• **Prompt**
In the material between the lines containing "Dear assistant, the user would like the man in green" and "[0,0,1346,146]", inclusive, substitute "rectangle" for "bounding box" and give those lines again with nothing else changed. Leave the pictures out of your answer.

• **Input data**

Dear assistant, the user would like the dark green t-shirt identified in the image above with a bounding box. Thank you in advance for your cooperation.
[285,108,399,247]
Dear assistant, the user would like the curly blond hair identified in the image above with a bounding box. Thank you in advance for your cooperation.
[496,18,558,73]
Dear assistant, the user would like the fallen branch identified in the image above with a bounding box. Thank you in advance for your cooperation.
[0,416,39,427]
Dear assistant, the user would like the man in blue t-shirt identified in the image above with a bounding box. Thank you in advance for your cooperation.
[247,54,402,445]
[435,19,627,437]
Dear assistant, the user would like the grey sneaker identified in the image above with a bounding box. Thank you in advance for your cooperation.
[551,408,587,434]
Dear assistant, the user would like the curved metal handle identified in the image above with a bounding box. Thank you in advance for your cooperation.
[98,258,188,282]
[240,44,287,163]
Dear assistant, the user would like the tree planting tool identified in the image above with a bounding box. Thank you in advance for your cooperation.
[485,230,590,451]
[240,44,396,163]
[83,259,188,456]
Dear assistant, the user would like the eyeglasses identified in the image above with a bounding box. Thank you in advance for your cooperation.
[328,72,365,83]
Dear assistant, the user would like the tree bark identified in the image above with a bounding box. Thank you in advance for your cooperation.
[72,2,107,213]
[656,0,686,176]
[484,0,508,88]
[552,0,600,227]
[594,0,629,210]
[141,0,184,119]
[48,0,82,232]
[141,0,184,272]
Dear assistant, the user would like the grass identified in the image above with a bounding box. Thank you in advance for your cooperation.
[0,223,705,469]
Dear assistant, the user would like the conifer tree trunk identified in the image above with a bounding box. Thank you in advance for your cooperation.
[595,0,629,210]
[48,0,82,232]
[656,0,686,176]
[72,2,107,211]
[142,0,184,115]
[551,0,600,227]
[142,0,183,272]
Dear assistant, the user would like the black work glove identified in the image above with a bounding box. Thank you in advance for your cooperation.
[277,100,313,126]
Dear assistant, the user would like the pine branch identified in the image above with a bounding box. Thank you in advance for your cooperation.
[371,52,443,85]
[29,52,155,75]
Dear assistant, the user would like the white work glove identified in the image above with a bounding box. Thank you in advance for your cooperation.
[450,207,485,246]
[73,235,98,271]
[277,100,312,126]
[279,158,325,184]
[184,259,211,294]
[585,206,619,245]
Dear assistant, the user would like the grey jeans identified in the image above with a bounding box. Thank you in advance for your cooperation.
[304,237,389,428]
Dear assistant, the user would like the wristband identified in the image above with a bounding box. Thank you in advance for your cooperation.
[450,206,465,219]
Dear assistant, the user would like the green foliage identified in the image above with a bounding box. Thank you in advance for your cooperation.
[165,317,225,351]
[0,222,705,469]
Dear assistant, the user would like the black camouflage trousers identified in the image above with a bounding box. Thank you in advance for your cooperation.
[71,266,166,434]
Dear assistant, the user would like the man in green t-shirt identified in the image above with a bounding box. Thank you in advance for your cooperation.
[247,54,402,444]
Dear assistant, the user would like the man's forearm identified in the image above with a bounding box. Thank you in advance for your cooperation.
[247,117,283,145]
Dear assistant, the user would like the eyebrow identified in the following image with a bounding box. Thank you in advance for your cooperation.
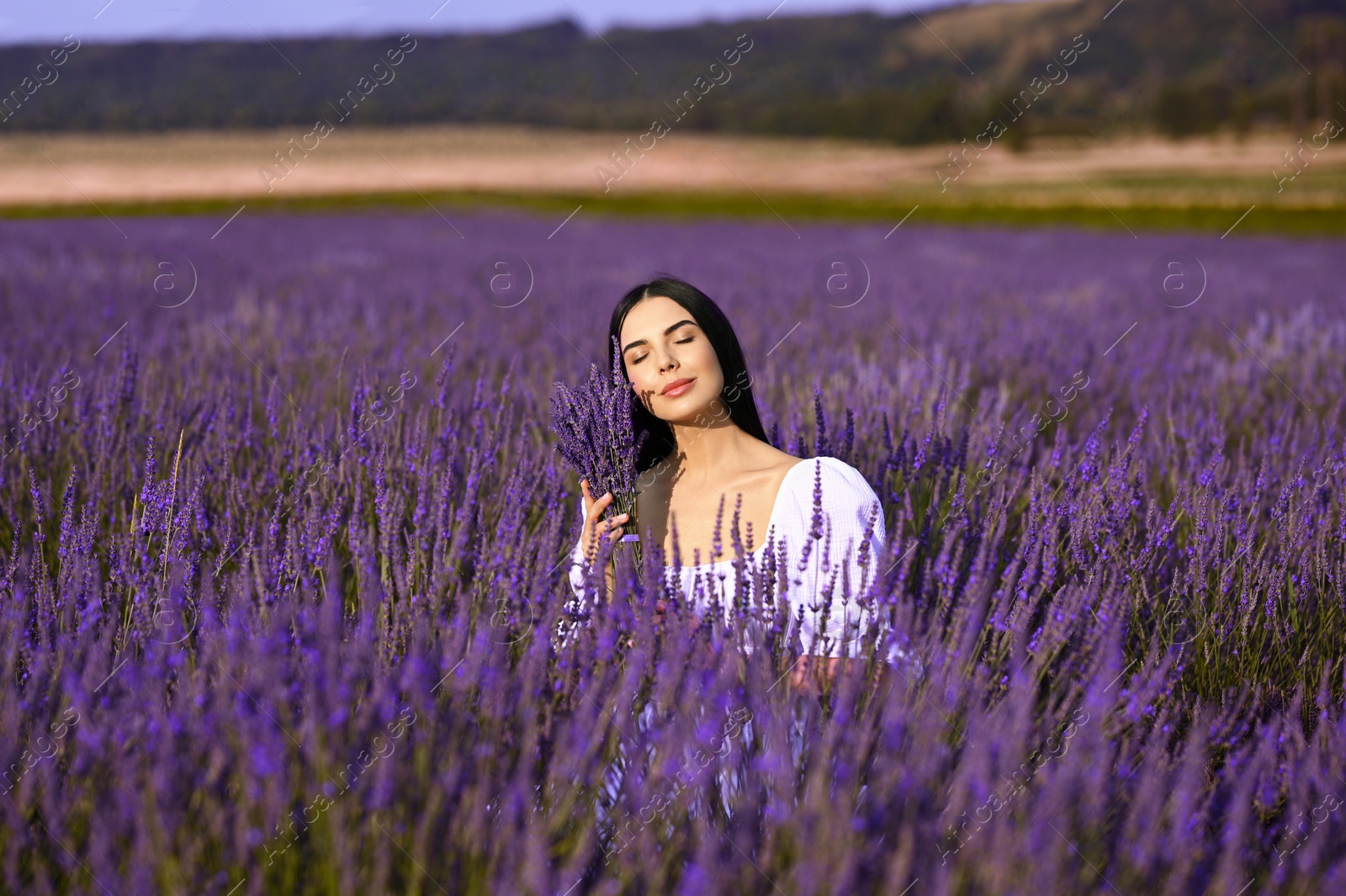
[622,319,696,355]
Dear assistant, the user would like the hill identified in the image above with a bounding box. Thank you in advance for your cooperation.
[0,0,1346,146]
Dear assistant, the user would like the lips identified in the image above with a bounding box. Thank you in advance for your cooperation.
[660,378,696,398]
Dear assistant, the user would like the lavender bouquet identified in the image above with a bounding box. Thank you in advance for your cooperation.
[552,331,649,569]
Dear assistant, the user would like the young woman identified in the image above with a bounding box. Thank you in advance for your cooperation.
[570,277,906,685]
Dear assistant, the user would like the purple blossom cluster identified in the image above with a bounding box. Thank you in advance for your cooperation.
[552,337,649,565]
[0,209,1346,896]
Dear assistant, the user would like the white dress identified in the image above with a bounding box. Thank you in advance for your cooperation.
[570,458,919,667]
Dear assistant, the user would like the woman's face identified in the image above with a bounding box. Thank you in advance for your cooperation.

• **Response**
Dear assistant, the user would like the man in green t-shirt identified in the image above with a rectangle. Thank you in advance for your cooperation.
[247,54,402,444]
Dear assistant, the user would like the man's forearm identified in the image above with a rectangle. Thank you in advance for your cooperation.
[247,117,283,145]
Dear assistant, the user would like the eyebrow identified in the following image with a rectangle. Thank you in advance for your cooperation.
[622,319,696,355]
Dear assistant, the user would like the hill identified in the image above with a rectangle. Thank you in advance for your cooperation.
[0,0,1346,146]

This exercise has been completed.